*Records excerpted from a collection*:
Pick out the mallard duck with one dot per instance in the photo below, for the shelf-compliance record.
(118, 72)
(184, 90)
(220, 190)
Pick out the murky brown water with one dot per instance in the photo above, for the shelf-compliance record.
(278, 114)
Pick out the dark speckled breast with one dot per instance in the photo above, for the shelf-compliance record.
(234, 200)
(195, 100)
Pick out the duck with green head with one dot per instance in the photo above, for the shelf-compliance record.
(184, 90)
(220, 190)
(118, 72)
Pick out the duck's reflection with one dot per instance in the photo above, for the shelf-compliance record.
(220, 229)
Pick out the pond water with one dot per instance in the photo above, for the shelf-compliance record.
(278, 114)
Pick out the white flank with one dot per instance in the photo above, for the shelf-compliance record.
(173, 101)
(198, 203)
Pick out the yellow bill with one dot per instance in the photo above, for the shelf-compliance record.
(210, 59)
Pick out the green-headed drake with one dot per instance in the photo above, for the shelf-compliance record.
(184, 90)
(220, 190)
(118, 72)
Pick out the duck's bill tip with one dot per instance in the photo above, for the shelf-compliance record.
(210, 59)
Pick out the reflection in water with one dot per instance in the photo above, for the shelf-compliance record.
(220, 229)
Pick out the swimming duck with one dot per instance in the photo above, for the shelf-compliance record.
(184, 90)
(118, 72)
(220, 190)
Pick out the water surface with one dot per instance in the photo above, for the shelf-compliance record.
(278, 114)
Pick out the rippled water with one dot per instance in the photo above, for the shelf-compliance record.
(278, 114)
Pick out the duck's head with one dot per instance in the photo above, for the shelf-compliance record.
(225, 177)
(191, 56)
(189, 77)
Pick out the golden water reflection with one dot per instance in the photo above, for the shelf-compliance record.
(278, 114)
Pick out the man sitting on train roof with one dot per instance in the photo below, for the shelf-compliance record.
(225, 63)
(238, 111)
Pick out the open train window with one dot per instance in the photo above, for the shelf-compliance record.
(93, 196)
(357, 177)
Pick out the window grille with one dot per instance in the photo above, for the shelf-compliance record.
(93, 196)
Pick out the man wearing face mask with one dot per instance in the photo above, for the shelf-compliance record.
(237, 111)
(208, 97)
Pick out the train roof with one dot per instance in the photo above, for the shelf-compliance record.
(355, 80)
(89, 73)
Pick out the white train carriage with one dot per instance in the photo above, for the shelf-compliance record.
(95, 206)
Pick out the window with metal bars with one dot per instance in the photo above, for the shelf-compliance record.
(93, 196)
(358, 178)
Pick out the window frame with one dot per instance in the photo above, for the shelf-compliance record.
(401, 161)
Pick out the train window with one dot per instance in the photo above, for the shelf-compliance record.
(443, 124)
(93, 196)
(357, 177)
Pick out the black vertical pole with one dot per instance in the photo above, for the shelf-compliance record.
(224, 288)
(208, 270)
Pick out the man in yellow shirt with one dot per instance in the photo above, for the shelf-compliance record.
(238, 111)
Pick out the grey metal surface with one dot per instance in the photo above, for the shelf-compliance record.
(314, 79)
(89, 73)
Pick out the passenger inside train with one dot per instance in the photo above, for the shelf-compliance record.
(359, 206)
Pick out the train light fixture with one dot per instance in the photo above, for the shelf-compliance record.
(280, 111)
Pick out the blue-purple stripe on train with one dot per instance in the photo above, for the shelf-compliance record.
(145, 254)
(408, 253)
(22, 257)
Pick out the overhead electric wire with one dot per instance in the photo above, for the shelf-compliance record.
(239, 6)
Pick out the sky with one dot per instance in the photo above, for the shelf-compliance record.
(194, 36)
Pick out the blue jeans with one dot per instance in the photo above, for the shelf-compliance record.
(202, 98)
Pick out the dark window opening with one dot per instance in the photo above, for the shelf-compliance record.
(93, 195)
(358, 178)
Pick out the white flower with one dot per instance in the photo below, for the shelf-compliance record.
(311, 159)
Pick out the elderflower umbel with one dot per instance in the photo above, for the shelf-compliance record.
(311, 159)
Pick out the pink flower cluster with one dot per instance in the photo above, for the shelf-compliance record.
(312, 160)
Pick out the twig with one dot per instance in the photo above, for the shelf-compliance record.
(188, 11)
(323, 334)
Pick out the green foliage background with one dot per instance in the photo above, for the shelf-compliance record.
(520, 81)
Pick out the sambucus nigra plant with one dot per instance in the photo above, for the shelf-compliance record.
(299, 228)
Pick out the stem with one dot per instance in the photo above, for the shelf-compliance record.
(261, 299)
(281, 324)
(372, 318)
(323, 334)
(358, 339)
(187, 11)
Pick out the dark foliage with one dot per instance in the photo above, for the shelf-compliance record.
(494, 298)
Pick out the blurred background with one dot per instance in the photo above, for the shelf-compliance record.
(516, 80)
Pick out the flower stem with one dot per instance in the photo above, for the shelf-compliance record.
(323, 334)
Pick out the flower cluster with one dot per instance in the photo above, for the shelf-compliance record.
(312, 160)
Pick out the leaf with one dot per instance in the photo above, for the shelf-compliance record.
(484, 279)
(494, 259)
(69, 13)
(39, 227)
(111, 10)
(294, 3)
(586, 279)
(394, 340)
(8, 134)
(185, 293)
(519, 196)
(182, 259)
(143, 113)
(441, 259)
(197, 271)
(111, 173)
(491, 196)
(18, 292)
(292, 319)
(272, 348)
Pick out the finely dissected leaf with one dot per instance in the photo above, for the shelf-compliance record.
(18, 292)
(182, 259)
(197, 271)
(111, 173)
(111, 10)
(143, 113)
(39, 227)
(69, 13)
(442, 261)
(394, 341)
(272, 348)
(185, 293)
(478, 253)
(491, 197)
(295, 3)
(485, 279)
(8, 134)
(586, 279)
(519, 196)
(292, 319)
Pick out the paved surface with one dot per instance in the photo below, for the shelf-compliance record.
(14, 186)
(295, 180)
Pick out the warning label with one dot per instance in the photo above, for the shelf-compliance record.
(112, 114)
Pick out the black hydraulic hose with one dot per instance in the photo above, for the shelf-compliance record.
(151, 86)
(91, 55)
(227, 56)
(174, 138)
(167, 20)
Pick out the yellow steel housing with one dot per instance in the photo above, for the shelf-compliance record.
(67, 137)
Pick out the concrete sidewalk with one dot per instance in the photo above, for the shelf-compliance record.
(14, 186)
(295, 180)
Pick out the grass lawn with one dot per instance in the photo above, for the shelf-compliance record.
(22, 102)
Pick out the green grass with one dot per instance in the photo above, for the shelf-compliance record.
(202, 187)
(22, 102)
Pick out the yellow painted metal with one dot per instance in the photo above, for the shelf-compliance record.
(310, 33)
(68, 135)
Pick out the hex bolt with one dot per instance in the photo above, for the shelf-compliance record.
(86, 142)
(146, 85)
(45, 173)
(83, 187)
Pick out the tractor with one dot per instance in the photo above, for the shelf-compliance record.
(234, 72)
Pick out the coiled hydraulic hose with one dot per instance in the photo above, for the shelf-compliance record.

*GOAL*:
Everything from the line containing "Pick out the paved" to the last line of the entries above should be quoted exactly, and only that.

*THE OUTPUT*:
Pick out the paved surface with one dot per instance in the photo below, for the shelf-compliance record.
(14, 186)
(295, 180)
Pick out the warning label with one dot per instance in the photo above, for the shelf-compliance record.
(112, 114)
Pick out the black hydraulic hose with one dot per instance in the photo above, for the shelf-compliance record.
(151, 86)
(91, 55)
(227, 56)
(174, 138)
(167, 20)
Pick out the yellow steel housing with one dot per instance in the photo above, for the shelf-compliance record.
(67, 137)
Pick out the concrete sidewalk with one dot per instance in the photo above, for the shelf-compliance record.
(14, 186)
(295, 180)
Pick out the grass lawn with one dot per instance in the photo above, for the shelf-compliance record.
(22, 102)
Pick out the green grass with one dot per instance in the photo above, for the shelf-compliance record.
(202, 187)
(22, 102)
Pick out the yellow painted metal with one dot per instance in the photo above, for the shelf-compliance record.
(310, 33)
(68, 135)
Pick out the hex bolt with one dot per instance in the photo above, for the shelf-compliance record.
(86, 142)
(146, 85)
(45, 173)
(83, 187)
Pick out the tractor with one dot per instance in the photo above, for the shelf-compliance record.
(234, 72)
Pick out the coiled hydraulic hose with one dot per instance in the photo above, for the shelf-compliance record.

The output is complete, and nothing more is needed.